** Start of RECORD EXCERPTS **
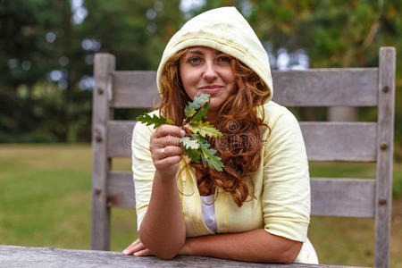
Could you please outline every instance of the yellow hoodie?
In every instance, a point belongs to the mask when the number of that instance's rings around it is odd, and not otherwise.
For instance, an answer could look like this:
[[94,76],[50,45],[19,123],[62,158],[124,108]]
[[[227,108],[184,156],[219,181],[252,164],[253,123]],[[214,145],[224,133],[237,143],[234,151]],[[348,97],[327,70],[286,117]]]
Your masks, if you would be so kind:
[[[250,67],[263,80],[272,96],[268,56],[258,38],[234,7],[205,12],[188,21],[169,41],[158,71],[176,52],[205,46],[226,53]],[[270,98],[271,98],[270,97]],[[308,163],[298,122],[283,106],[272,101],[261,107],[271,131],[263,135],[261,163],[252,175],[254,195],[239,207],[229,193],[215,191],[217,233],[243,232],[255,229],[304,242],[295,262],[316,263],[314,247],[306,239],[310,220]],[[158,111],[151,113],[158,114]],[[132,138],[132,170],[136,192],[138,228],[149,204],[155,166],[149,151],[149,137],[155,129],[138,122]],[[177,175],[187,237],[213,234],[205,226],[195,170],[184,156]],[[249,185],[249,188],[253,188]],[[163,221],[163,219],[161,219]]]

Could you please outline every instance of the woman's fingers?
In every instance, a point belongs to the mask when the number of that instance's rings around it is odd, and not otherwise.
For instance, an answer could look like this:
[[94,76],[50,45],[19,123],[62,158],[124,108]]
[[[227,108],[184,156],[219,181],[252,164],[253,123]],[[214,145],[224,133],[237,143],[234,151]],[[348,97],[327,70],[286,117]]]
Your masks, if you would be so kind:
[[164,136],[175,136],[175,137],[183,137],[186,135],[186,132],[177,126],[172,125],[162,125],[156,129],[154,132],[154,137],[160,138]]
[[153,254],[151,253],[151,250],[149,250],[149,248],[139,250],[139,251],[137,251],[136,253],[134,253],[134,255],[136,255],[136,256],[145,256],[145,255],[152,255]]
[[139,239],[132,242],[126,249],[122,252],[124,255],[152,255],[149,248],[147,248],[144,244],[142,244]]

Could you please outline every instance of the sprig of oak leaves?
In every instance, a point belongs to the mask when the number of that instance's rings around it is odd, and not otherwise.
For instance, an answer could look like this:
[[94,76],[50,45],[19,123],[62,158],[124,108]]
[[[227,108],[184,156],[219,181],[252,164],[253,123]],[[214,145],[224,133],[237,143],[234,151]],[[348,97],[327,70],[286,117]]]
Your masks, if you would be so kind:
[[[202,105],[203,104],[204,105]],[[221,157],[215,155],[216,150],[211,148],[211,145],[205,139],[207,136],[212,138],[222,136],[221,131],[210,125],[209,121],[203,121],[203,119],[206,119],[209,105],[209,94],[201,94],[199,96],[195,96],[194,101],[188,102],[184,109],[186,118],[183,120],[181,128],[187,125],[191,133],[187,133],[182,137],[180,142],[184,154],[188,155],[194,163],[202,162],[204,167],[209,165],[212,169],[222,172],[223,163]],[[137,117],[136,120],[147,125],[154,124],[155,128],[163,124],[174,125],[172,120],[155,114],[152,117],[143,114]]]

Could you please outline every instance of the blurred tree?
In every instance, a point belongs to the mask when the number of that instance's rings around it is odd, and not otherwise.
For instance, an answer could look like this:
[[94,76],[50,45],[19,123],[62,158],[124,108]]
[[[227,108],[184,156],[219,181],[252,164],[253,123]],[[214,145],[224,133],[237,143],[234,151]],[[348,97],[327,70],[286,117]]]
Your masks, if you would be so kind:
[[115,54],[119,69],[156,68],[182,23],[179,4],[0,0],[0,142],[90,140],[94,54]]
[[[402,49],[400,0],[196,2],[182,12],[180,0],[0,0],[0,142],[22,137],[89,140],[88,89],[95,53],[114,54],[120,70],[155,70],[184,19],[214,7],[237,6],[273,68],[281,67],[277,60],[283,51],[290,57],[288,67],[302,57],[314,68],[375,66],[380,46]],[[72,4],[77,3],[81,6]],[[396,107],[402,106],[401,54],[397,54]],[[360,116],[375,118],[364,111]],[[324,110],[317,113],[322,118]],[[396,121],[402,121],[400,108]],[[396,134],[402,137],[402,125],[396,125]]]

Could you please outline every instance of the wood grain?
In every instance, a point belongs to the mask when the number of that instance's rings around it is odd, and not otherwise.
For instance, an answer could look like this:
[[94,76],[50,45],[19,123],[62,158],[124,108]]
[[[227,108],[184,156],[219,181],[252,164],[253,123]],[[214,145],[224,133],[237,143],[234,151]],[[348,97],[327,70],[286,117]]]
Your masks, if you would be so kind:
** End of RECORD EXCERPTS **
● EXERCISE INSTRUCTIONS: Rewrite all of the listing above with "if you would be so kind" replaced by "please", changing nothing else and omitting the pictures.

● SOLVED PROBLEM:
Could you please outline every instance of the yellow hoodie?
In every instance, a point belongs to the mask when the number of that instance's rings around it is odd, and not otherwise.
For instance, an answer could look like this:
[[94,76],[50,45],[19,123],[62,158],[124,108]]
[[[227,108],[184,156],[219,181],[252,164],[253,123]],[[214,145],[224,133],[237,143],[234,151]],[[348,97],[327,70],[286,117]]]
Your masks, please:
[[[250,67],[263,80],[272,96],[268,56],[258,38],[234,7],[205,12],[188,21],[169,41],[158,71],[176,52],[205,46],[226,53]],[[270,98],[271,98],[270,97]],[[308,163],[298,122],[283,106],[272,101],[261,107],[271,131],[263,135],[261,163],[252,175],[254,195],[239,207],[229,193],[215,191],[217,233],[243,232],[255,229],[304,242],[295,262],[316,263],[314,247],[306,239],[310,220]],[[158,111],[151,113],[158,114]],[[132,138],[132,170],[136,192],[138,228],[149,204],[155,166],[149,151],[149,137],[155,129],[138,122]],[[177,175],[187,237],[213,234],[205,226],[195,170],[184,156]],[[249,185],[249,188],[253,188]],[[163,221],[163,219],[161,219]]]

Could you please outline every instance of the woman's fingers?
In every instance, a point belongs to the mask when the number of that instance's rings around it is odd, and not otherwise.
For instance, an answer could look like this:
[[94,76],[50,45],[19,123],[62,158],[124,108]]
[[[227,108],[184,156],[219,181],[252,164],[253,123]],[[214,145],[224,133],[237,143],[234,151]],[[348,97],[327,70],[286,117]]]
Your masks, please:
[[164,136],[175,136],[175,137],[183,137],[186,135],[186,132],[177,126],[172,125],[162,125],[156,129],[154,132],[154,137],[160,138]]
[[153,254],[151,253],[151,250],[149,250],[149,248],[139,250],[139,251],[137,251],[136,253],[134,253],[134,255],[136,255],[136,256],[145,256],[145,255],[152,255]]
[[139,239],[132,242],[126,249],[122,252],[124,255],[152,255],[149,248],[147,248],[144,244],[142,244]]

Could you please outline every instance of the sprig of oak leaves?
In every instance, a point belongs to the mask when the number of that instance's rings around it is odd, and not otherwise.
For instance, an answer could look like this:
[[94,76],[50,45],[19,123],[62,158],[124,108]]
[[[227,108],[184,156],[219,181],[252,164],[253,123]],[[214,145],[224,133],[237,143],[234,151]],[[348,97],[327,70],[286,117]]]
Your masks, please:
[[[202,105],[203,104],[204,105]],[[221,157],[215,155],[216,150],[211,148],[211,145],[205,139],[207,136],[212,138],[222,136],[221,131],[210,125],[209,121],[203,121],[203,119],[206,119],[209,105],[209,94],[201,94],[199,96],[195,96],[194,101],[188,102],[184,109],[186,118],[183,120],[181,128],[187,125],[191,133],[187,133],[182,137],[180,142],[184,154],[188,155],[194,163],[202,162],[204,167],[209,165],[212,169],[222,172],[223,163]],[[137,117],[136,120],[147,125],[154,124],[155,128],[163,124],[174,125],[172,120],[155,114],[152,117],[143,114]]]

Could you please outline every instance of the blurred tree?
In every instance, a point belongs to the mask when the number of that instance's rings around it is odd, and not otherwise.
For instance, an answer could look like this:
[[94,76],[50,45],[19,123],[62,158],[124,108]]
[[[227,108],[184,156],[219,181],[252,164],[253,123]],[[214,145],[224,133],[237,143],[234,151]],[[348,97],[327,70],[286,117]]]
Your masks, please:
[[115,54],[119,69],[156,68],[182,23],[179,4],[0,0],[0,142],[90,140],[94,54]]
[[[402,49],[400,0],[196,2],[182,12],[180,0],[0,0],[0,142],[22,137],[89,140],[88,89],[95,53],[114,54],[120,70],[155,70],[184,19],[214,7],[237,6],[273,68],[281,67],[277,60],[283,51],[290,57],[288,67],[302,57],[314,68],[375,66],[380,46]],[[72,4],[77,3],[81,6]],[[396,107],[402,106],[401,54],[397,54]],[[360,116],[375,118],[364,111]],[[324,110],[317,113],[322,118]],[[396,121],[402,121],[400,108]],[[396,134],[402,137],[402,125],[396,125]]]

Could you please outline every instance of the wood grain?
In every instance, a point belongs to the mask when the number of that instance's rings around it is odd, and not otherwise.
For instance, an answer could look like this:
[[94,76],[50,45],[19,123],[62,158],[124,108]]
[[[227,108],[184,156],[219,181],[252,164],[253,123]],[[214,145],[224,133],[237,143],[234,151]],[[348,97],[327,70],[286,117]]]
Your masks, please:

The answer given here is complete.